* What the task requires:
Return every line of the entries that includes the word "metal".

(Collection entries)
----------------
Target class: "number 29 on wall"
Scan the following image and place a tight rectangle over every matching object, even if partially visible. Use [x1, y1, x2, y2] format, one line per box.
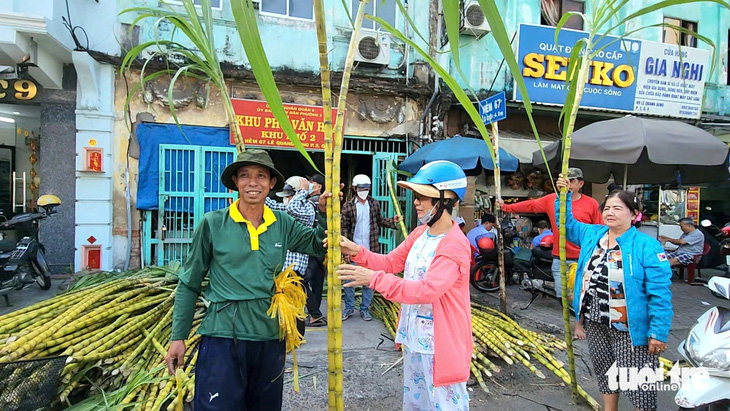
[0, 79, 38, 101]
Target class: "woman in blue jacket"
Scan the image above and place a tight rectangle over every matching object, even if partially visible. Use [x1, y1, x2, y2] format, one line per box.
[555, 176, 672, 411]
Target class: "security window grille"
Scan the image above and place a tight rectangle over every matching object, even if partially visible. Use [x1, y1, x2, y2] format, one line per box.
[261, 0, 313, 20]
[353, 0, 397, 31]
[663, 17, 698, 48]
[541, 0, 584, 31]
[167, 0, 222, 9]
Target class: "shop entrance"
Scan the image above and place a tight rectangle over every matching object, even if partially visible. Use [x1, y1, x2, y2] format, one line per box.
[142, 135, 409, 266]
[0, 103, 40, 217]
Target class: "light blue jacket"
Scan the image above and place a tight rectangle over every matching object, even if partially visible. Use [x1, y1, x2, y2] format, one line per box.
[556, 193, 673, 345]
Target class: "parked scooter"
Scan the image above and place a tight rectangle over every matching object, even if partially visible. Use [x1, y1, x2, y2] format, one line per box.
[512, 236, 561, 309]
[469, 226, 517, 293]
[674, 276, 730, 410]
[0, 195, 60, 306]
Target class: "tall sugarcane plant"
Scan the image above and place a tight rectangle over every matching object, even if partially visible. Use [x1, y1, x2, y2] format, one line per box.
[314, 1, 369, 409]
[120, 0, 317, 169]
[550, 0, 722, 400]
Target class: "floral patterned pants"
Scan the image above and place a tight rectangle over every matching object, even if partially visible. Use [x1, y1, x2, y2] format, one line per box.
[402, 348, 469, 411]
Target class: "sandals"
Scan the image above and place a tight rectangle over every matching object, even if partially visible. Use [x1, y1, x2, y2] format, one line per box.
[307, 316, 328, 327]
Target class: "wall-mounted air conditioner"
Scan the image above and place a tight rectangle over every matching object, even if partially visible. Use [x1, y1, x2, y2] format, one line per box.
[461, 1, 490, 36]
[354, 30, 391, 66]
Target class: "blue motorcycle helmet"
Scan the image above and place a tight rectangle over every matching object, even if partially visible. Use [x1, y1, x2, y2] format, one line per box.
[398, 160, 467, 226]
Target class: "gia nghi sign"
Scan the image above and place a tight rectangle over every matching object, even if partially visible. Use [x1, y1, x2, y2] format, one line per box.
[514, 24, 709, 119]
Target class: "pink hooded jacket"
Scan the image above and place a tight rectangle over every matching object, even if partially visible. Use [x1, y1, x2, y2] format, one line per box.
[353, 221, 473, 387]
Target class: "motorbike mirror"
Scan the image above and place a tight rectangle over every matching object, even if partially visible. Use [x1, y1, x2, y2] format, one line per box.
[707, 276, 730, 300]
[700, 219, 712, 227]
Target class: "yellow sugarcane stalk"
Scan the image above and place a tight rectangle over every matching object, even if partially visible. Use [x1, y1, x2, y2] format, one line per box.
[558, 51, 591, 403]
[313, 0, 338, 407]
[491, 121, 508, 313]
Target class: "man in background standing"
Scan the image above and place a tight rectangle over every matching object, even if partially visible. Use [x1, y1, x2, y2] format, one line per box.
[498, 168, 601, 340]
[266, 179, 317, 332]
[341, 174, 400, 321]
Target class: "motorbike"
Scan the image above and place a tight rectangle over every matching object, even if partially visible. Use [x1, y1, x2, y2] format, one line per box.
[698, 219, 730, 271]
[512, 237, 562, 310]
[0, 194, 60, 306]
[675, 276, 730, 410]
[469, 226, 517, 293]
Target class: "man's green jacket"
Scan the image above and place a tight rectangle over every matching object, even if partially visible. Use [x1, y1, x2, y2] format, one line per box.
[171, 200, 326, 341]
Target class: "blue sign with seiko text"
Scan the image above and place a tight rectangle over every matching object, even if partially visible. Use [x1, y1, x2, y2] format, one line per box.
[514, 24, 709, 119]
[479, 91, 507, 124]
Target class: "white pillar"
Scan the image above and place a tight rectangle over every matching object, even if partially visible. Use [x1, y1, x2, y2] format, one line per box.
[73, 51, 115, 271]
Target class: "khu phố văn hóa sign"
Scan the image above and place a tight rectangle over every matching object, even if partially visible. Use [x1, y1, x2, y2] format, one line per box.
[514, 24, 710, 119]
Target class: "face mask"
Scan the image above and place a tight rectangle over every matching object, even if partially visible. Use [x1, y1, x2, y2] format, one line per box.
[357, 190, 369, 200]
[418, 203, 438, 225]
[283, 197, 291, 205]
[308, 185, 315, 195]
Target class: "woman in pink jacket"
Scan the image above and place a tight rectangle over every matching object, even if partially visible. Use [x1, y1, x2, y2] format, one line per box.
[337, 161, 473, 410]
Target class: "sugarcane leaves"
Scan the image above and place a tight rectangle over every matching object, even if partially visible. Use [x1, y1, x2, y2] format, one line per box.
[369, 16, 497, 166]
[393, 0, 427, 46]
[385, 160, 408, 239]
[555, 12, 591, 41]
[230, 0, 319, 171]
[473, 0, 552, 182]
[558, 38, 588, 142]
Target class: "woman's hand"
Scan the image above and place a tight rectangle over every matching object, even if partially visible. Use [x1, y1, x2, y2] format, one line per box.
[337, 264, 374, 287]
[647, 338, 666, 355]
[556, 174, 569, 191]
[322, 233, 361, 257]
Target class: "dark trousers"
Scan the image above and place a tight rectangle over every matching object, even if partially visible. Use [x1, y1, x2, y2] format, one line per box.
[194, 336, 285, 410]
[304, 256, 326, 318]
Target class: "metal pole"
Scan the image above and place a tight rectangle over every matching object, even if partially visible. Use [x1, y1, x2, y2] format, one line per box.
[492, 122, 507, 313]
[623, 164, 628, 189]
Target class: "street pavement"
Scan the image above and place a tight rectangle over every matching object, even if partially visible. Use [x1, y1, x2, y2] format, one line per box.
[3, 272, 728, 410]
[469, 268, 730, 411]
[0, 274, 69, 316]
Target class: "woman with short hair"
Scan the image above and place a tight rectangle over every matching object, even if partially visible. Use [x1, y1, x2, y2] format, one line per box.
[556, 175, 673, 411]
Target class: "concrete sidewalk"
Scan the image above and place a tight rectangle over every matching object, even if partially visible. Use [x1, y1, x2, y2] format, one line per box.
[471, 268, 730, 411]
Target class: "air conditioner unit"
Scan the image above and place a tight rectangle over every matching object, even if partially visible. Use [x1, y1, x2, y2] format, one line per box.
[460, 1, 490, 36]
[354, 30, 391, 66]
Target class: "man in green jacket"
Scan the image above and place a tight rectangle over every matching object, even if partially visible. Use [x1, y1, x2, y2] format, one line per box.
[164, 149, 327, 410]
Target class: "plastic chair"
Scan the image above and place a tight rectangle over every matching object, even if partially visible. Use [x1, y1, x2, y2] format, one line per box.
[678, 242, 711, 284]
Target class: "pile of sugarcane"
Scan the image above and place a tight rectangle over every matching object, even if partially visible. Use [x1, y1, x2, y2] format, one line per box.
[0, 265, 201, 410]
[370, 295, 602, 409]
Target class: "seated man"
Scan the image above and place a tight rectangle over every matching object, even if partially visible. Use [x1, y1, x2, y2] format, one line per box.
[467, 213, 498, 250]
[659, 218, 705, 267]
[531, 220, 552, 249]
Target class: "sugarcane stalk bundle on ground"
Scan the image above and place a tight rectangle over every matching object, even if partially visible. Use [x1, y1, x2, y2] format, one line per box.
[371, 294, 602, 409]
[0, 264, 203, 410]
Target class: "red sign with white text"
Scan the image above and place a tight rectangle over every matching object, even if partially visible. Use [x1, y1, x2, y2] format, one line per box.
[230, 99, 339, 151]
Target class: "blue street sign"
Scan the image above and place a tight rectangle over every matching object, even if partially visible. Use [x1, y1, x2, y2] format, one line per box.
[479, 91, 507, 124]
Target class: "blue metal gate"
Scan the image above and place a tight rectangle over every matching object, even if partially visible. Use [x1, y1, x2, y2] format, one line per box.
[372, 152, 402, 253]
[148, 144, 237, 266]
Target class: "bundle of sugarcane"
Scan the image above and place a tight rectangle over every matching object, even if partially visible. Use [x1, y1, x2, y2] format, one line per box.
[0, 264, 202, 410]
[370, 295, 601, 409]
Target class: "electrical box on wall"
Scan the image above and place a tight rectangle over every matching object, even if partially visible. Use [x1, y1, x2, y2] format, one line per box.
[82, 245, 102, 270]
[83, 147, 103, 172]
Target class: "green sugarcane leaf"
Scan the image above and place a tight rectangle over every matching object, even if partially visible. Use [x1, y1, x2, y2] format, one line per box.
----------------
* Task output:
Target class: "metal pole"
Target class: "blue metal gate"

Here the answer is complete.